** Start of Provided material **
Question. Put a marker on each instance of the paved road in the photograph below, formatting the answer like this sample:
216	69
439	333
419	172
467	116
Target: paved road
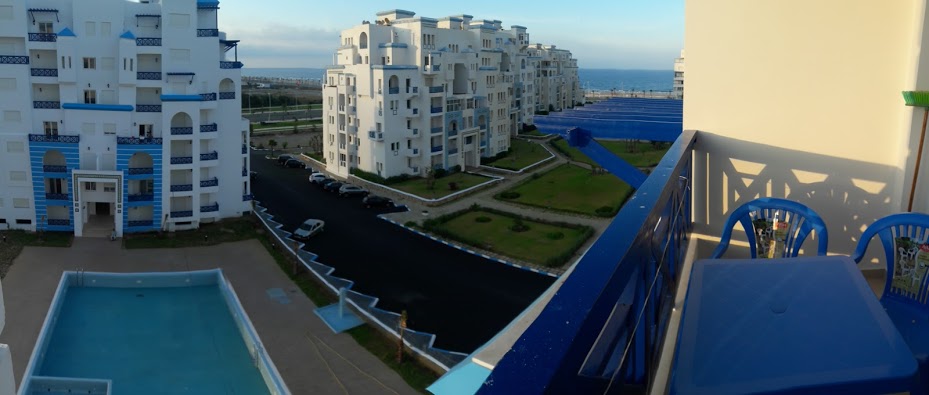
463	299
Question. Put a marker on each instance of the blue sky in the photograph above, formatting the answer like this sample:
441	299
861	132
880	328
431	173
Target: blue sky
620	34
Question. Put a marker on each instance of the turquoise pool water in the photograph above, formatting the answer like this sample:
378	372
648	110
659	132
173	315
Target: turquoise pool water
149	340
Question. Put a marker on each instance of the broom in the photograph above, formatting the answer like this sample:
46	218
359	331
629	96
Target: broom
917	99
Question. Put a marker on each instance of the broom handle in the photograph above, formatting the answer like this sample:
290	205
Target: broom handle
919	156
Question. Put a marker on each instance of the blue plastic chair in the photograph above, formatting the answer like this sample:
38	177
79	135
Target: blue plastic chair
756	218
905	238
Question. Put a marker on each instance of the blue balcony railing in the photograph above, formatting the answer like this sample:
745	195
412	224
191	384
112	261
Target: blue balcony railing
207	32
54	138
46	105
148	75
141	170
55	169
57	196
230	65
138	141
141	197
148	108
14	59
43	37
148	42
182	131
182	214
620	297
43	72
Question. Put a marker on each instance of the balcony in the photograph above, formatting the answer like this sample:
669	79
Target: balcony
54	169
148	108
207	32
208	128
44	72
182	214
57	196
182	160
54	138
14	59
141	197
182	188
46	105
148	75
43	37
230	65
148	42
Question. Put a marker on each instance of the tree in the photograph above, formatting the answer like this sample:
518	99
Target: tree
272	143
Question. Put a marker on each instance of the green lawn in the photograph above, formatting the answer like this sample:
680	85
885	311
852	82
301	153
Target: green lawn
543	244
646	154
522	154
418	187
574	189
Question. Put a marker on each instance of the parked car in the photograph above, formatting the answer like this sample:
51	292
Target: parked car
294	164
352	190
333	186
377	201
282	159
309	228
317	178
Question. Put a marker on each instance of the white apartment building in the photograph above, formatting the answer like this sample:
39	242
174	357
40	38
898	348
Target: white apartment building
409	93
678	91
119	115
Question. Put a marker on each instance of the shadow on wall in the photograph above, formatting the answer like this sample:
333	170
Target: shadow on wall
848	194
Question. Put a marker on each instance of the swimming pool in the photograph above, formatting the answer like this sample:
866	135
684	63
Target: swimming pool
149	333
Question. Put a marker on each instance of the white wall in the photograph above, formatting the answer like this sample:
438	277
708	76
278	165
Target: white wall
802	100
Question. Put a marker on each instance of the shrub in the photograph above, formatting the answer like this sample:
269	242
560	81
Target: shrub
509	195
605	211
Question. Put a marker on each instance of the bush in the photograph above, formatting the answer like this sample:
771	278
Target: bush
510	195
605	211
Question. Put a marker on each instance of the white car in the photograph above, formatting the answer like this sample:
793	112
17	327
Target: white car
309	228
315	178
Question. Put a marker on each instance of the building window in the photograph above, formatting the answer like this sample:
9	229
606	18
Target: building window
50	127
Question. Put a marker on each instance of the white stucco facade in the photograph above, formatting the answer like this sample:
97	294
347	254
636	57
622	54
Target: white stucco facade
409	93
119	113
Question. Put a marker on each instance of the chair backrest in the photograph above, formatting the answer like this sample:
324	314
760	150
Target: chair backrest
905	238
775	228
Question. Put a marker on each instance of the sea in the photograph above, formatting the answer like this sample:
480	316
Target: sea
591	79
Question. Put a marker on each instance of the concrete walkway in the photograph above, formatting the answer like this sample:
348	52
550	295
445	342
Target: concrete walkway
310	358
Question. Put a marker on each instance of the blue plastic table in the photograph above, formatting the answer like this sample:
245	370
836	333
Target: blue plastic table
787	326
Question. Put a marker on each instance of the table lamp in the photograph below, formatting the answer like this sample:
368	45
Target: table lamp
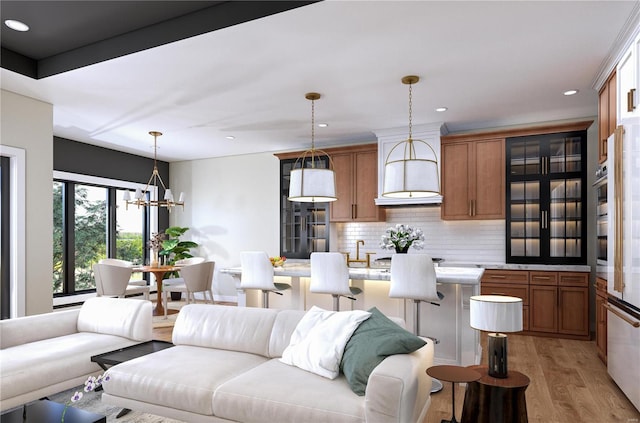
496	314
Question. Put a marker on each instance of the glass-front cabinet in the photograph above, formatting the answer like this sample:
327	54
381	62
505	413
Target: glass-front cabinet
546	198
304	227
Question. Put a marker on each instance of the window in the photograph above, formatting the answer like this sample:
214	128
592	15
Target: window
91	222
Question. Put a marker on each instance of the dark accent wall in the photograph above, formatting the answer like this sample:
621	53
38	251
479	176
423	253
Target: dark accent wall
86	159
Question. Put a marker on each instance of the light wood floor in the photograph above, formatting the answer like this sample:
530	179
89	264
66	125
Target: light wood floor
569	383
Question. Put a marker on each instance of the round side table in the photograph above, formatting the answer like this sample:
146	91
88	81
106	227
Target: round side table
494	400
453	374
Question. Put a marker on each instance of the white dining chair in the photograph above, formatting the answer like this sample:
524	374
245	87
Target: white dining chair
257	273
123	263
197	277
413	277
330	275
113	281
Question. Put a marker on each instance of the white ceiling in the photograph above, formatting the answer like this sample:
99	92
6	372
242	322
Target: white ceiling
492	63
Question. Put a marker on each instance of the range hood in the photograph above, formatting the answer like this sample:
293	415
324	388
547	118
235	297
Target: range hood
387	138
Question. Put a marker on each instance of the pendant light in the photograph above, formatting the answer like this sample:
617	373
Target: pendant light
140	198
312	180
411	176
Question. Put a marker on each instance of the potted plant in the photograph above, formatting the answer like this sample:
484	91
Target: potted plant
173	250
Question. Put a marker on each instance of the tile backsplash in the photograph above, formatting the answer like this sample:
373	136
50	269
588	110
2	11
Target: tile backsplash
477	241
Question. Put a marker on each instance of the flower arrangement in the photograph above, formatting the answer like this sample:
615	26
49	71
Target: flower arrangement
401	237
91	384
277	260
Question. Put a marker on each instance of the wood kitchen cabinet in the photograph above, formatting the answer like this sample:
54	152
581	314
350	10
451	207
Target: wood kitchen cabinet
601	319
356	171
559	303
607	116
473	177
553	303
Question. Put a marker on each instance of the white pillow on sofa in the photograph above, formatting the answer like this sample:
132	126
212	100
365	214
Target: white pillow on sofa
318	342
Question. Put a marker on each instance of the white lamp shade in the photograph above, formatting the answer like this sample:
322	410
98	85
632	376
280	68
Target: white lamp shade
411	178
312	185
496	313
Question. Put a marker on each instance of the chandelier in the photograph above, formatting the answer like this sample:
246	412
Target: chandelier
140	196
411	176
310	181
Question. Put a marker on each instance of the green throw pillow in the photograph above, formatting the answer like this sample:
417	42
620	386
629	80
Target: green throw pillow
374	340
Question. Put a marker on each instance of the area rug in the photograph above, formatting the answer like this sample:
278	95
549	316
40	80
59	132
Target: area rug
92	402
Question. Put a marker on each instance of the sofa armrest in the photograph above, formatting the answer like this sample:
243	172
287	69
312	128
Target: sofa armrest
23	330
129	318
398	388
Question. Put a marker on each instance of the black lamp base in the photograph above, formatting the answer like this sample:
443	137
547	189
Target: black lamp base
497	352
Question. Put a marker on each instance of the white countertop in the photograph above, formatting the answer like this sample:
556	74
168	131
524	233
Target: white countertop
452	275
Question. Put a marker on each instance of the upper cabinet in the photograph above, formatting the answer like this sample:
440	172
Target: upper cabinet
627	81
473	177
356	171
607	116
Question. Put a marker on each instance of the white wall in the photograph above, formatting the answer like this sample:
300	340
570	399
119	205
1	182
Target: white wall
232	205
27	124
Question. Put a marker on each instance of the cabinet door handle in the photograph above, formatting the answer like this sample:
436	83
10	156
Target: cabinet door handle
630	95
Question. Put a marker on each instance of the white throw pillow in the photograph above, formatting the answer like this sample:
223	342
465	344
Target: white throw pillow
318	342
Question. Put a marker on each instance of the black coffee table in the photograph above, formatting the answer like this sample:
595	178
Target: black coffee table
121	355
45	411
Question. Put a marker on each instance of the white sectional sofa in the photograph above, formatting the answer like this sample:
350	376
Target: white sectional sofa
225	366
47	353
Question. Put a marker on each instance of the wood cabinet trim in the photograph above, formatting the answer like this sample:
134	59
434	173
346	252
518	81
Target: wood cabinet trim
517	132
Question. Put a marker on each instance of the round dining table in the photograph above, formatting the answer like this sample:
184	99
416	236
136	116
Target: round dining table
159	272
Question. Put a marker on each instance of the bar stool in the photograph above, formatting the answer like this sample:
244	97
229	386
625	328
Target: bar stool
413	276
330	275
257	273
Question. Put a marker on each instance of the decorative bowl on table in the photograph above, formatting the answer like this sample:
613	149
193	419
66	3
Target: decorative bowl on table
277	261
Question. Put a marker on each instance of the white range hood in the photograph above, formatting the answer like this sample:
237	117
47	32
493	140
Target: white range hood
387	138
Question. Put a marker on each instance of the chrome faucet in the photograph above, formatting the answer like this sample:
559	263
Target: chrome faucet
358	259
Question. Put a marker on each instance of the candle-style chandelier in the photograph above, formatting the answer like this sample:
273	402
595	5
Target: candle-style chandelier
140	197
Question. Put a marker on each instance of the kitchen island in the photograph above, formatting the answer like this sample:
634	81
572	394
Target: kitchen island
449	323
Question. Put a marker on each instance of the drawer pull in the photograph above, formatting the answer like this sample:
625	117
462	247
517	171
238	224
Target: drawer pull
633	323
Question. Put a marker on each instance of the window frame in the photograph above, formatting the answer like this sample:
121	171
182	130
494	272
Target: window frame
112	185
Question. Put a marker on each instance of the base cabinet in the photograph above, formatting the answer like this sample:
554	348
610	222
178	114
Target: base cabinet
554	303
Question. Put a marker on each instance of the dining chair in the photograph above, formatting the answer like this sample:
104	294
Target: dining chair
257	273
413	276
113	281
197	277
330	275
123	263
180	280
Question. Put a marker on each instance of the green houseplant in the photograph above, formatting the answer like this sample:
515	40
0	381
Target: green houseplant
173	250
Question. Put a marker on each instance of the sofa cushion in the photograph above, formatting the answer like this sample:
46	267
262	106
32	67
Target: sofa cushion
30	366
243	329
183	377
375	339
129	318
276	392
318	341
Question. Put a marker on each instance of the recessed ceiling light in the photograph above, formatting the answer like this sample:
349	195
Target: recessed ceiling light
16	25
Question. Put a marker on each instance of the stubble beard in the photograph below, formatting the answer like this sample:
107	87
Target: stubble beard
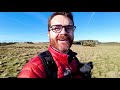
62	43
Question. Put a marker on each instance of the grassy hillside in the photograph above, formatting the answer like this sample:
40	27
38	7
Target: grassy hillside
106	58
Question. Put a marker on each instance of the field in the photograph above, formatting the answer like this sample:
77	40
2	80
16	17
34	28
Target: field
105	58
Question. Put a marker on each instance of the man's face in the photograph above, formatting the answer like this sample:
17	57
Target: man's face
63	40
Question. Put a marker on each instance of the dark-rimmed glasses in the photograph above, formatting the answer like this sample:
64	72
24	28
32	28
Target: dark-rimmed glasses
58	28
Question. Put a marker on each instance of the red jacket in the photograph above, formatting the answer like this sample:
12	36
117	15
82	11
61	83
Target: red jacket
35	68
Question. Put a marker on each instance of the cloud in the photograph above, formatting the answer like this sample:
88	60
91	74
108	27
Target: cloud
43	19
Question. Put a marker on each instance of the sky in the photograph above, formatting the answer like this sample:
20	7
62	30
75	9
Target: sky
33	26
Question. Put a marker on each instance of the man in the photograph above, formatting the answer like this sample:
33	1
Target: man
61	35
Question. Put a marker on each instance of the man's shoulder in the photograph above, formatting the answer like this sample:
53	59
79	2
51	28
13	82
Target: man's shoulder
36	61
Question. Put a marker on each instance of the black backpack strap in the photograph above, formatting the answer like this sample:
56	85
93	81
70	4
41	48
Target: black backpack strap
49	63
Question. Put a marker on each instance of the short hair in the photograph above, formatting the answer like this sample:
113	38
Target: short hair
67	14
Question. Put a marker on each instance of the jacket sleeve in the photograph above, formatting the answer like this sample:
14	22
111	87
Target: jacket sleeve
33	69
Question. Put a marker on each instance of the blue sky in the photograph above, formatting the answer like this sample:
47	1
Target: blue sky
32	26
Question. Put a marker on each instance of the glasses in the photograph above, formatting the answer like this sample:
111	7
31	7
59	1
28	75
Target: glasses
58	28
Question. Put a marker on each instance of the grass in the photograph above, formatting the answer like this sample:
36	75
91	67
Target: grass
105	58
** End of Provided material **
_Objective_
Starting with the line that contains "Question. Put a marker on each instance of the jacket" and continuing through the end of the material, what do those lines read as once you replace "glasses" with "eyeglasses" and keep everything else the same?

_Solved exercise_
Question. Put a marker on each instance of the jacket sleeve in the photograph above, formatting the answer like this sample:
14	22
111	87
Target: jacket sleeve
33	69
Question. Put a marker on each instance of the blue sky in the photograph above, formatting the answer like this sample:
47	1
Target: blue sky
32	26
Question. Put a marker on each instance of the eyeglasses in the photograph above, formatting the answer like this sample:
111	7
31	7
59	1
28	75
Target: eyeglasses
58	28
Question. Put a marker on each instance of the grass in the photograph above, formatting the answer like this sample:
36	75
91	67
Target: grass
105	58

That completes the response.